__QUESTIONS TO ANSWER__.
1. List every personal name that appears in the opinion piece on the Honor Congress, including any in its header.
2. According to the opinion piece on the Honor Congress, what share of students in the 2012 Honor Committee Survey expressed support for the single sanction?

__DOCUMENT TEXT__.
CONNOLLY: Honor progress

The Honor Congress will hopefully prompt a trend towards outreach and student engagement

Last Thursday, the Honor Committee hosted its first ever “Honor Congress,” a forum for students and University community members to identify and discuss problems with the Honor System. The event did not, of course, solve the deeply rooted and significant problems with the Honor System, but it does constitute a positive first step towards making “Honor belong to all of us,” and not just those on the Honor Committee, as outgoing Honor Chair Evan Behrle said in a recent op-ed piece.

One of the Honor Committee’s problems is that it consists of a self-selecting group of students. Take the recent Honor Committee elections: just one candidate (a medical student) indicated that he opposed the single sanction; all other candidates voiced their support. This is not an accurate representation of the University community’s opinion on the Honor System. In a 2012 Honor Committee Survey, about 60 percent of students expressed support for the single sanction, but of these students, more than two thirds still had reservations about single sanction. The Honor Committee candidates (and by proxy, the Honor Committee) are therefore not representative of the student body as a whole.

In addition, students serving as Honor support officers are much more likely to be elected to leadership on the Honor Committee. Aside from Martese Johnson, all of the upcoming year’s Honor Committee, Executive Committee members have served as Honor support officers. There is nothing inherently wrong with this, but it does indicate that Honor may be isolated or disconnected from the huge majority of students who have not served as Honor support officers.

For this reason, it is crucial to the future of the Honor System that students such as Johnson, who did not have experience with Honor prior to his election, run for the Honor Committee. Johnson brings a fresh perspective to the Committee, and he has shattered the idea that the Honor Committee is only accessible to Honor support officers. While support officers have a more intimate knowledge of the Honor System, their experiences with Honor are experiences shaped by their work within the Honor System, experiences not shared by the vast majority of University students. It is crucial that the Honor Committee be comprised of students with experiences representative of the student body as a whole, and Johnson’s election is symbolic of this goal. It is my hope that the Honor Congress and other events engage students who feel disconnected from the Honor System, and even convince reluctant students to apply to be support officers or run for Committee.

__EXTRACTED RECORDS__.
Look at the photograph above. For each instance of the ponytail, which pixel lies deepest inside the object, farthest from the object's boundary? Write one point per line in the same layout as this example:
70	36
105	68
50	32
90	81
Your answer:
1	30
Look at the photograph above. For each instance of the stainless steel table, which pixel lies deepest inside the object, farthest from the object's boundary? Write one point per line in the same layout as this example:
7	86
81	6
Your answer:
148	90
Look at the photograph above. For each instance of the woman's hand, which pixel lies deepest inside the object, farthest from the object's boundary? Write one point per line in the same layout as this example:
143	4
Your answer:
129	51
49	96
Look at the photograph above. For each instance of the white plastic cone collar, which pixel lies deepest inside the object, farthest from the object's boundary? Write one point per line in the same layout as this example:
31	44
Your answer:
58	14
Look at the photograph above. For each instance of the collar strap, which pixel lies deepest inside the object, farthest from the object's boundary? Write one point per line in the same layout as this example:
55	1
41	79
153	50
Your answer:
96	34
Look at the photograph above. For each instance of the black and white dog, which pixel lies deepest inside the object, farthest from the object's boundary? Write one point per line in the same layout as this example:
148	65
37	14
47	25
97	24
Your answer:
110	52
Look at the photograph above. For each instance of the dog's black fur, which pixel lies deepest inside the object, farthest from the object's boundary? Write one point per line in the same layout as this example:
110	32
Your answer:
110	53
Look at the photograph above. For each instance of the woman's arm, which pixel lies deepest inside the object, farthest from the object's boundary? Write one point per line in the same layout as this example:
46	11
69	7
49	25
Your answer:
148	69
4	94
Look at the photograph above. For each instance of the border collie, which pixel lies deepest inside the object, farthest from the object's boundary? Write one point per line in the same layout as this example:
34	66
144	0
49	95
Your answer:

__LIST OF ANSWERS__.
1. Connolly, Evan Behrle, Martese Johnson

2. About 60 percent